**SOURCE EXTRACT:**

Biomedical Engineering Society: Presentation by Sheila Galbreath - Anthropometric Measurements

Sheila Galbreath, one of our BIE department PhD candidates, will be presenting some of her research to BMES members. This is a great time to see the opportunities available for students who may be interested in pursuing a graduate degree in biomedical engineering, after completing their undergrad requirements.

Here is her abstract:

Anthropometric utilizes noninvasive methods to study human measurements.  Differences in human measurements are apparent during stages of development and gender; thereby necessitating the need to quantify specific anatomical measurements. Anthropometric data is applicable to manufacturing (i.e. clothing, equipment, etc.), work environments, and healthcare. Although there is a plethora of manual instruments employed to take quantitative measurements, recent technology can obtain scans minimizing direct contact with the subject. 3D scanners (i.e. Kinect, Artec, etc.) can model the human shape, allowing evaluation after the participant is no longer present with good accuracy.

**PROBLEM SET:**
1) Which two 3D scanners does the BMES announcement name as examples?
2) Copy the BMES announcement word for word from "Anthropometric utilizes noninvasive" to "with good accuracy.".

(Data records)

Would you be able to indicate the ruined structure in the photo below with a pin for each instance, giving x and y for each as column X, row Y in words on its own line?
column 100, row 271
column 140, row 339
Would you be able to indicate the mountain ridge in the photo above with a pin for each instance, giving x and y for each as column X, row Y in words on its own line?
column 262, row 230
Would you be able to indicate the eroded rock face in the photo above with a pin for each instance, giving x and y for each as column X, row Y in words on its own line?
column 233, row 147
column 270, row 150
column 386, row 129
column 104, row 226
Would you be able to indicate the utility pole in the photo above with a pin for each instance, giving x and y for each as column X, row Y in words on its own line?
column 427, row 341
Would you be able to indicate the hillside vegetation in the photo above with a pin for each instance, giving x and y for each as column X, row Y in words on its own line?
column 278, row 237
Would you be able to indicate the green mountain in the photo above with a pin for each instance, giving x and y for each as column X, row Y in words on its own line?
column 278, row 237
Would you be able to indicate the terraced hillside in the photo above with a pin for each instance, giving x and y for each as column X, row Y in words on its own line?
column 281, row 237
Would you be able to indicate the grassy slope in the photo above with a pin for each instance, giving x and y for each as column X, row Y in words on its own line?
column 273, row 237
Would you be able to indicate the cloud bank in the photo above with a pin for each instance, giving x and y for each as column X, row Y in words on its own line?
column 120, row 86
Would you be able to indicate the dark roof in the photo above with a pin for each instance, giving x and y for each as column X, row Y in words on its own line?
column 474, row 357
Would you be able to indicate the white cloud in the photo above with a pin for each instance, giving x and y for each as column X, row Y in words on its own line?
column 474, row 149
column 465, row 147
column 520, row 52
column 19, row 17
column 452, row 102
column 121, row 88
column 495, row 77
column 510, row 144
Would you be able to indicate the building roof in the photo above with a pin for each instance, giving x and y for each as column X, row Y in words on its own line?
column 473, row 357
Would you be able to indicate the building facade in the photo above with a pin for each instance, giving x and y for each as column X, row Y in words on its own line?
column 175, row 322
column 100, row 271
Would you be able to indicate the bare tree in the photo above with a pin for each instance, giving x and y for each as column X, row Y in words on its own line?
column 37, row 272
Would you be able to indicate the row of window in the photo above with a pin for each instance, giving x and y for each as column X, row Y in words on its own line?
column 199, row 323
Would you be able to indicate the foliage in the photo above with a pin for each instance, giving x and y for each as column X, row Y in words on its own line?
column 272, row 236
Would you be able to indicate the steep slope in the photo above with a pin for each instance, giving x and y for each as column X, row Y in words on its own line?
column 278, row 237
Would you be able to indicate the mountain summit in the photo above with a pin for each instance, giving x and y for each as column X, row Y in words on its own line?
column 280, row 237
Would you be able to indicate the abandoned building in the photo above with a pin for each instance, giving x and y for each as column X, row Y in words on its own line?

**ANSWERS PER TASK:**
1) Kinect and Artec.

2)
Anthropometric utilizes noninvasive methods to study human measurements.  Differences in human measurements are apparent during stages of development and gender; thereby necessitating the need to quantify specific anatomical measurements. Anthropometric data is applicable to manufacturing (i.e. clothing, equipment, etc.), work environments, and healthcare. Although there is a plethora of manual instruments employed to take quantitative measurements, recent technology can obtain scans minimizing direct contact with the subject. 3D scanners (i.e. Kinect, Artec, etc.) can model the human shape, allowing evaluation after the participant is no longer present with good accuracy.